╭─ EXTRAIT FOURNI

Étrange implication des Anglais dans l’affaire du terroriste de Rabat

Étrange implication des Anglais dans l’affaire du terroriste de Rabat

Nous écrivions ce matin que Younès Tsouli, un Marocain condamné pour faits terroristes au Royaume-Uni, libéré et refoulé vers le Maroc, avait été arrêté hier soir par la police après avoir mis le feu au domicile de ses parents, et nous précisions que cette histoire était plutôt curieuse… Nous avons pu recueillir d’autres informations, encore plus étranges…

Genèse d’un terroriste, d’une vie rangée à Rabat au cyberterrorisme mondial

Younès Tsouli est, jusqu’en 2000, un jeune élève sans histoire, ayant fait ses classes au Lycée Descartes de Rabat. Normal, comme le décrit un de ses amis de l’époque, qui nous a témoigné sa stupeur après avoir vu les photos publiées de celui qui, entretemps, est devenu un terroriste jugé, condamné et emprisonné en Grande-Bretagne.

╰─
╭─ ENTRÉES FOURNIES

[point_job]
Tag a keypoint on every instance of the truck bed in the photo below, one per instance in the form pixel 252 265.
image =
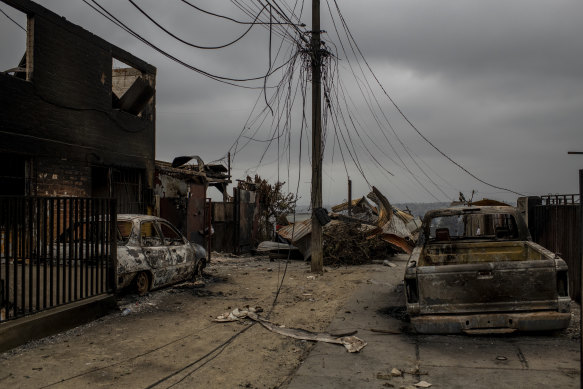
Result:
pixel 438 254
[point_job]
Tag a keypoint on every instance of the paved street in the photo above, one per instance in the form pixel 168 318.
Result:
pixel 168 337
pixel 445 361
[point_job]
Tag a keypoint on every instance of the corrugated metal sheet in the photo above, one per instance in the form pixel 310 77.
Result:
pixel 398 241
pixel 297 231
pixel 557 227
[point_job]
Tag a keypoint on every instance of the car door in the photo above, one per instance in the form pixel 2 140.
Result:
pixel 156 253
pixel 181 251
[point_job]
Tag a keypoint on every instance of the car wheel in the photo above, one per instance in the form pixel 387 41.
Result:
pixel 142 282
pixel 199 266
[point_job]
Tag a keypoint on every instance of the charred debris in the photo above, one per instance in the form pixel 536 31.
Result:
pixel 367 229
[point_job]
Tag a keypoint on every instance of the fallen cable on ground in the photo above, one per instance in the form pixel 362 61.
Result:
pixel 351 343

╰─

**QUESTIONS:**
1. Selon l'extrait, dans quel établissement Younès Tsouli a-t-il fait ses classes ?
2. Recopiez fidèlement le passage de l'extrait qui va de « Nous écrivions ce » jusqu'à « emprisonné en Grande-Bretagne. » inclus.

**RÉPONSES NUMÉROTÉES:**
1. Au Lycée Descartes de Rabat.

2.
Nous écrivions ce matin que Younès Tsouli, un Marocain condamné pour faits terroristes au Royaume-Uni, libéré et refoulé vers le Maroc, avait été arrêté hier soir par la police après avoir mis le feu au domicile de ses parents, et nous précisions que cette histoire était plutôt curieuse… Nous avons pu recueillir d’autres informations, encore plus étranges…

Genèse d’un terroriste, d’une vie rangée à Rabat au cyberterrorisme mondial

Younès Tsouli est, jusqu’en 2000, un jeune élève sans histoire, ayant fait ses classes au Lycée Descartes de Rabat. Normal, comme le décrit un de ses amis de l’époque, qui nous a témoigné sa stupeur après avoir vu les photos publiées de celui qui, entretemps, est devenu un terroriste jugé, condamné et emprisonné en Grande-Bretagne.